→ Task details
Could you copy the rows word for word, starting at the line containing "Thank you for the photo. Could you tag the groom's arm" and continuing through the last row, with both ends included and the pictures left out?

→ Provided records
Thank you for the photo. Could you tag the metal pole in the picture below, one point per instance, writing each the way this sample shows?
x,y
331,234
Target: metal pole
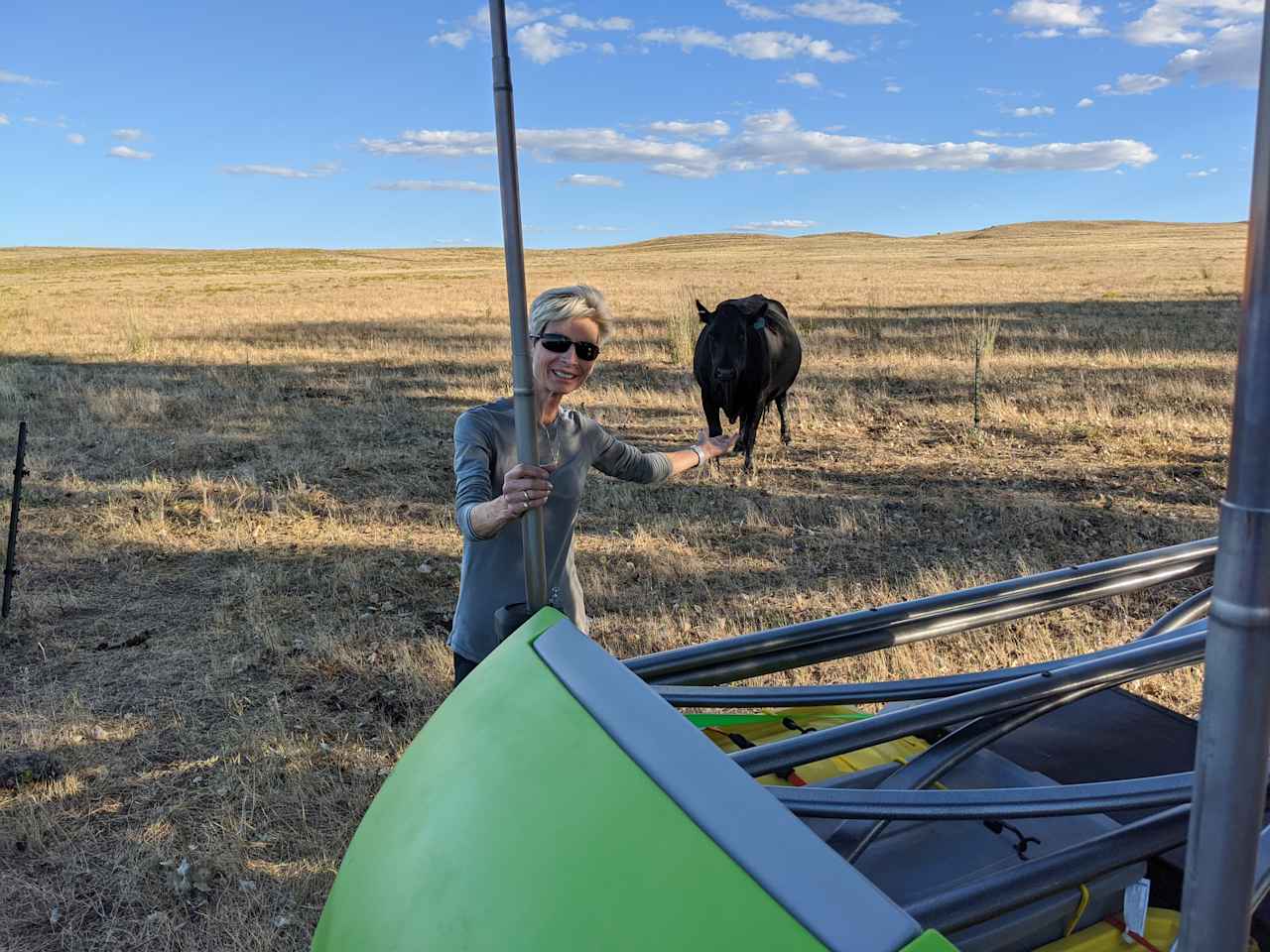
x,y
10,552
513,252
1234,717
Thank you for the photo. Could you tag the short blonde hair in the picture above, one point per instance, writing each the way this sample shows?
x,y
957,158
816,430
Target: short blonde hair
x,y
572,301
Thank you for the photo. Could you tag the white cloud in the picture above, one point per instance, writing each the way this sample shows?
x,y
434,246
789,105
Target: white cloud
x,y
778,225
436,144
430,185
1232,56
543,42
281,172
772,141
693,130
807,80
749,46
19,80
849,13
1047,19
754,12
590,180
457,39
776,139
615,23
126,153
1183,22
1133,84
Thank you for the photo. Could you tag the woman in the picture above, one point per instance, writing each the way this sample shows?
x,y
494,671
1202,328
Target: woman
x,y
567,330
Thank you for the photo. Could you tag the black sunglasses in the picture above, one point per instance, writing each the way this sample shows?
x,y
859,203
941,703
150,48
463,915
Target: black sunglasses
x,y
559,343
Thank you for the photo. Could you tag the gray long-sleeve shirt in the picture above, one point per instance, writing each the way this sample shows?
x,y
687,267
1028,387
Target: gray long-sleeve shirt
x,y
493,570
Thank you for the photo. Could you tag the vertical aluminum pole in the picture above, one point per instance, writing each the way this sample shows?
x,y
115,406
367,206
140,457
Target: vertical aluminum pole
x,y
513,252
1234,719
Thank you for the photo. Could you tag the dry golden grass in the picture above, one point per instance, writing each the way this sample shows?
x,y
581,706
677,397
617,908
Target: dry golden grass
x,y
241,460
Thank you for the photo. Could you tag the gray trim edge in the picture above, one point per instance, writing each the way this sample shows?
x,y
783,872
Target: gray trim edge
x,y
834,902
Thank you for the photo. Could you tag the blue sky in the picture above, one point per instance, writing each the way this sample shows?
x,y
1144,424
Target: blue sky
x,y
371,125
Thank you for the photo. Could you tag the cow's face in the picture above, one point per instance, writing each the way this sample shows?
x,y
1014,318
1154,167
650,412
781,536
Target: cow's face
x,y
725,339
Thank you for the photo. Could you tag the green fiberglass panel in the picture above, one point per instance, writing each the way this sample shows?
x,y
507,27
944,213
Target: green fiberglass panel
x,y
515,821
930,941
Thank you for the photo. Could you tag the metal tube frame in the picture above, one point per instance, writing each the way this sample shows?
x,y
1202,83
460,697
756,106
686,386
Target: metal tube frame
x,y
513,250
873,629
1234,716
869,692
961,906
1003,802
1125,664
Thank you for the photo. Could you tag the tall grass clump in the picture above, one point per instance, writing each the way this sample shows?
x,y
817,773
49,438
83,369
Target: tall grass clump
x,y
974,335
681,325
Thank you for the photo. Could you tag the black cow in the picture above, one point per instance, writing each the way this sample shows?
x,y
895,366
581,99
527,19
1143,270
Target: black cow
x,y
747,357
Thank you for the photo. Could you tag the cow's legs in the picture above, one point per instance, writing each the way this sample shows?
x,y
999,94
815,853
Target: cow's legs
x,y
748,433
785,425
711,412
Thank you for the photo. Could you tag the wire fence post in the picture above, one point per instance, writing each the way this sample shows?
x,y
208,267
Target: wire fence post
x,y
10,551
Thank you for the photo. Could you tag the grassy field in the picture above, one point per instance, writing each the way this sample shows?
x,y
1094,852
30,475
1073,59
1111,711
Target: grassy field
x,y
238,543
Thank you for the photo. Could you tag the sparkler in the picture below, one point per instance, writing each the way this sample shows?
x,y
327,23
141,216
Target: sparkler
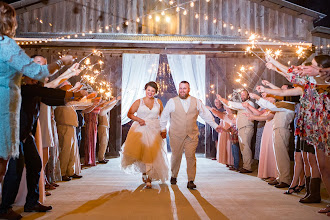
x,y
300,51
248,49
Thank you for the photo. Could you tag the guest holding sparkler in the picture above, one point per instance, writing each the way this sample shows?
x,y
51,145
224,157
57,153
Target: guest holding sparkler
x,y
245,129
315,101
13,64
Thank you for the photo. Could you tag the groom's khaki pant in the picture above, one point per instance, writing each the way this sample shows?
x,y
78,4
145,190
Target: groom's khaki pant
x,y
189,146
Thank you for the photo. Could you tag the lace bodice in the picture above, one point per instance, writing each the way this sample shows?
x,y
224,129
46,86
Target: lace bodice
x,y
145,113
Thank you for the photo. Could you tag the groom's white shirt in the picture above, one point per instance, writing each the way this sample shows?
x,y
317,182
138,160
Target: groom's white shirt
x,y
204,113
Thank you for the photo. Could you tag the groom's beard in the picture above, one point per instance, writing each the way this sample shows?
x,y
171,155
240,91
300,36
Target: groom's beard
x,y
183,96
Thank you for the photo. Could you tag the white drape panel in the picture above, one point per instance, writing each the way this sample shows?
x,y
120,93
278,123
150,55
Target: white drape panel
x,y
190,68
138,69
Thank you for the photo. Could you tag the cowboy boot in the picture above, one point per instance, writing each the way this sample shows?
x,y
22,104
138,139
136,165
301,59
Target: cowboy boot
x,y
314,196
307,182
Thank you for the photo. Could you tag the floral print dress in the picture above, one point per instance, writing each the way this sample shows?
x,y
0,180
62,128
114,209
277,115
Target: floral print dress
x,y
313,119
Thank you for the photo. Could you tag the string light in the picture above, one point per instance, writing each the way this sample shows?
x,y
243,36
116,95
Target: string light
x,y
178,8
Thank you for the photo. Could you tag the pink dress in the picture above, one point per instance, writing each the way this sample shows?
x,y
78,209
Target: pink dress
x,y
267,162
91,136
224,153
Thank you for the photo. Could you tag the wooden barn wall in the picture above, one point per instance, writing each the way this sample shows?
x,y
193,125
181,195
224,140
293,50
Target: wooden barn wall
x,y
77,16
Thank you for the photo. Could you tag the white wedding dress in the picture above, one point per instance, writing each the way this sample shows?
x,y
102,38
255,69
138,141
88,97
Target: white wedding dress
x,y
144,150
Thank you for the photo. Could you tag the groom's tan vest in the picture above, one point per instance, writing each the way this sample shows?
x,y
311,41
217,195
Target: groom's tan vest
x,y
184,124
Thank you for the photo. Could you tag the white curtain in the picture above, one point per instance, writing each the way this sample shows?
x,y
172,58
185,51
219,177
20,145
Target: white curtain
x,y
138,69
190,68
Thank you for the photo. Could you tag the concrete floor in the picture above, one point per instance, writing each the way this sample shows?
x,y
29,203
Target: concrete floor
x,y
106,192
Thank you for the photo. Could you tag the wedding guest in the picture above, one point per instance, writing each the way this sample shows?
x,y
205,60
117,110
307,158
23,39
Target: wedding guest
x,y
90,117
224,149
245,129
182,111
32,94
66,122
234,145
284,114
314,93
267,163
215,136
14,63
298,181
312,196
103,128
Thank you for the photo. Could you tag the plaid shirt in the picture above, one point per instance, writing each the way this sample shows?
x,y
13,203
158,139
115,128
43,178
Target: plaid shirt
x,y
233,134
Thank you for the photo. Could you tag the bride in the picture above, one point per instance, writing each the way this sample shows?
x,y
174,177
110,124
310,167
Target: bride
x,y
144,150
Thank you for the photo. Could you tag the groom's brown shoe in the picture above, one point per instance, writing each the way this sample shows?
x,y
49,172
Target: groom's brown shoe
x,y
173,181
191,185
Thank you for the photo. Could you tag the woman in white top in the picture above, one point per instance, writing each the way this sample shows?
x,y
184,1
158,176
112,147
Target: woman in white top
x,y
144,149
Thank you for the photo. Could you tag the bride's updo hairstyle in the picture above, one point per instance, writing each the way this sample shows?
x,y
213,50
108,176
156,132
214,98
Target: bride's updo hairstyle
x,y
8,23
151,84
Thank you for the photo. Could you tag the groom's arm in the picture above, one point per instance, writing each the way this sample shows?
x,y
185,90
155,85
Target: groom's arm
x,y
165,116
206,114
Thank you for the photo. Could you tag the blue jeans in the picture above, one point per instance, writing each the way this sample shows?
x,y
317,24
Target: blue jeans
x,y
30,157
235,151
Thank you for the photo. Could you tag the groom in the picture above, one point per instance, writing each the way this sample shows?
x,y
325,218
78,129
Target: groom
x,y
182,111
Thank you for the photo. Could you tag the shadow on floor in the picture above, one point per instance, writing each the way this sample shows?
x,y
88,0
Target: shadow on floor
x,y
160,202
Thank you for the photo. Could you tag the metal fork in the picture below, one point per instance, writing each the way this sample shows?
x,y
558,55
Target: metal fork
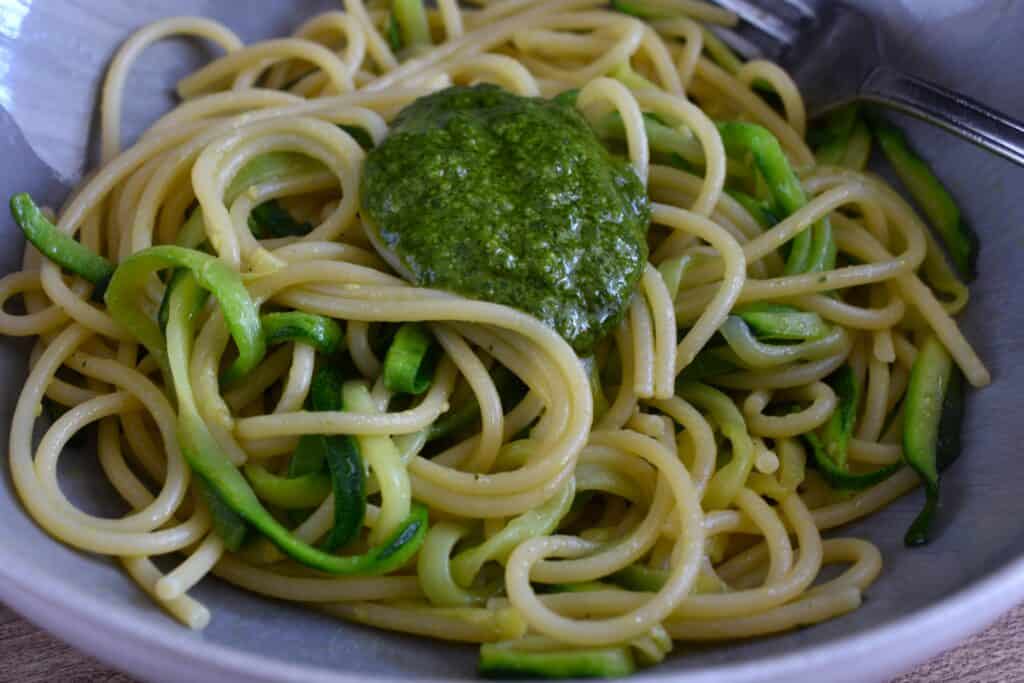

→ Answer to the task
Thank you for the photo. Could you tag the groom's arm in the picture above, one point per instance, writing each the way this sample shows?
x,y
185,90
155,85
Target: groom's arm
x,y
165,116
206,114
Thank you for the photo. Could you tag the blue jeans in the picture above, one point per instance, writing each the way this sample shows?
x,y
317,24
Target: blue jeans
x,y
30,157
235,151
Thank you for the photo. Could you tag the groom in the picture above, one point per instance, writing each the way this sample shows?
x,y
325,218
78,129
Target: groom
x,y
182,111
Thank you for the photo. Could you tag the shadow on floor in the picture above, one point per instance, writing each the way this sample shows?
x,y
88,0
Target: shadow on floor
x,y
160,202
Thank you for the photo. Could you tag the metal fork in the picture below, one point per instance, writing each the way this sample shows?
x,y
558,55
Target: metal fork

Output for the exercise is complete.